- [GIVEN INSTRUCTION]:
Pull out every line in the records below that contains the word "each", and copy those lines unchanged.

- [SUPPLIED DATA]:
┌──

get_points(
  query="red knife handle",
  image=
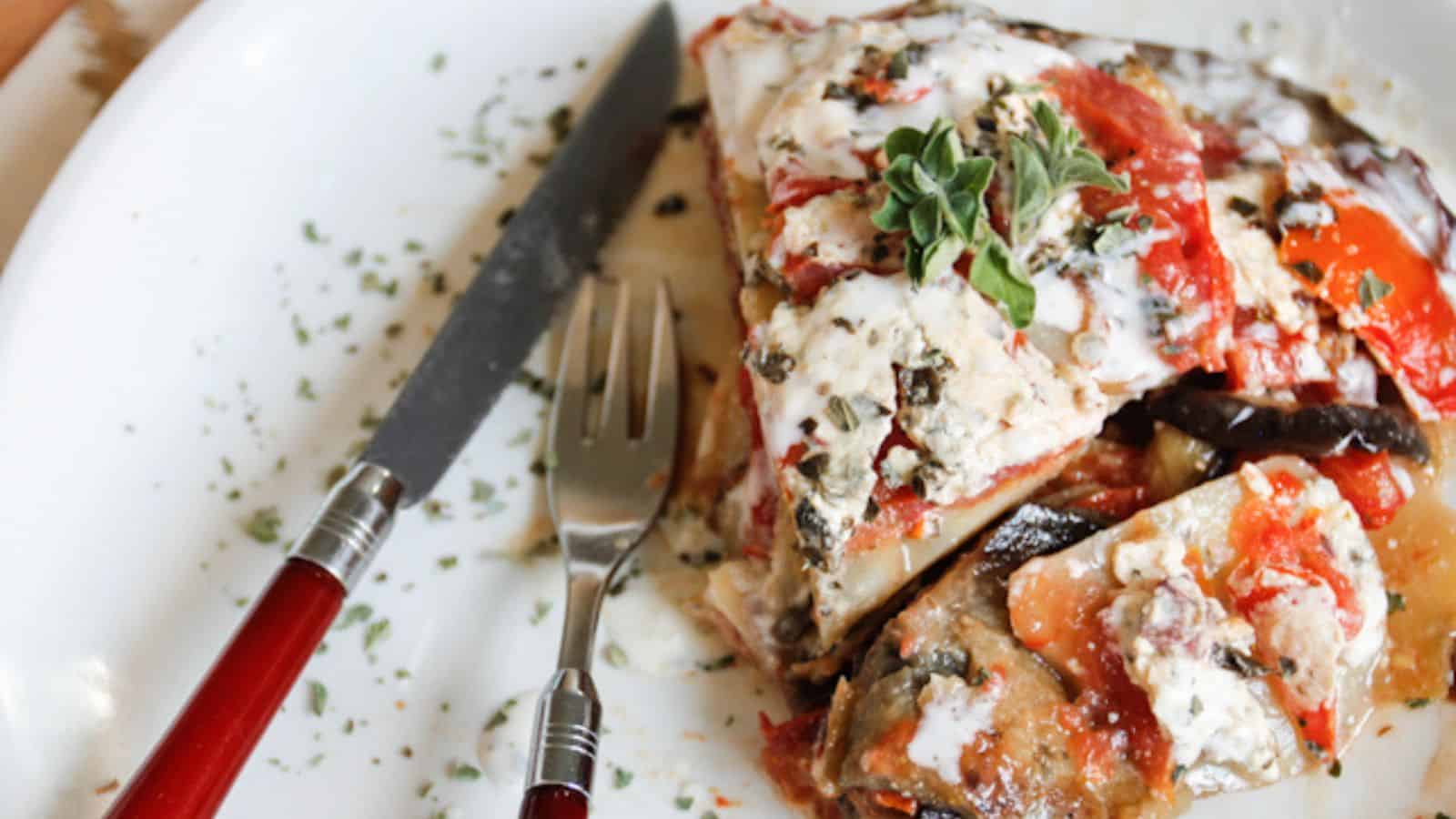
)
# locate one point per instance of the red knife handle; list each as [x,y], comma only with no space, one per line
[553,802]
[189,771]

└──
┌──

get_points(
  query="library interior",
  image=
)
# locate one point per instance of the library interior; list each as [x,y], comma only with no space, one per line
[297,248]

└──
┌──

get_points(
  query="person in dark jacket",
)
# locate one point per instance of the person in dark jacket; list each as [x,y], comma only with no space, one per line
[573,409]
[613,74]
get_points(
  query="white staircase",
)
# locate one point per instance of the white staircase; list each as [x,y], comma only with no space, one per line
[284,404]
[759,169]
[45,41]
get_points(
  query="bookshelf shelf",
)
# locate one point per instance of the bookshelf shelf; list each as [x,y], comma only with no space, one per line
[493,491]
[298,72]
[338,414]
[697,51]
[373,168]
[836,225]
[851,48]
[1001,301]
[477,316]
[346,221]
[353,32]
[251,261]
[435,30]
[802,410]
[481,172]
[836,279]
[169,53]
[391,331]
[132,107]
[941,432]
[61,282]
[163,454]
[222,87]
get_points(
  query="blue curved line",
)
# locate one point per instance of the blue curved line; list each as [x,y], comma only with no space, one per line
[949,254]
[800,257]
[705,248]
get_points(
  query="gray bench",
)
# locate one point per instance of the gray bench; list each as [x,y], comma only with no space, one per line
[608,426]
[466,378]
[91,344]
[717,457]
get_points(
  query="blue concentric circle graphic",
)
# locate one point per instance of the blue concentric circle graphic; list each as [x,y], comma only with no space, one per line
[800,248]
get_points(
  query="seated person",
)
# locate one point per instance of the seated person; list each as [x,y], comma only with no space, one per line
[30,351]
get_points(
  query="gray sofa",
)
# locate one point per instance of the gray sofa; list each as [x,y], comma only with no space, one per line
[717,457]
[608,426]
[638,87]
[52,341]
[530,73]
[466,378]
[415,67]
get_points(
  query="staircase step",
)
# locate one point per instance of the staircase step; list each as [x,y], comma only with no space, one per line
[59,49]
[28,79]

└──

- [TASK RESULT]:
# locate one point per instance of the red knife handle; list each as [x,y], comma only with no space, one per line
# locate one point per instance of the library interior; list each as [x,y], comma only with no space, one per line
# locate one point per instance of the person in dark jacket; list each as [x,y], comma only with no space, one per line
# locate one point per instance of the white staircase; list each as [x,y], comma only with no space, one per line
# locate one point per instance of the bookshelf shelf; list each as [x,y], comma only with no space, one per line
# locate one point per instance of the blue curved line; list each as [x,y], comma only with no space, one per line
# locate one point per instance of the gray bench; list each as [x,y], comma only with no space, one per line
# locate one point per instance of the blue concentric circle graphic; list each as [x,y], comma only with no space, one per line
# locate one point per instance of the seated person; list each as [x,y], comma only with no space, one per line
# locate one point per instance of the gray sofa; list each as [x,y], comma only with no space, one per line
# locate one point per instance of the staircase step; list each as [x,y], comma only with no space, one per line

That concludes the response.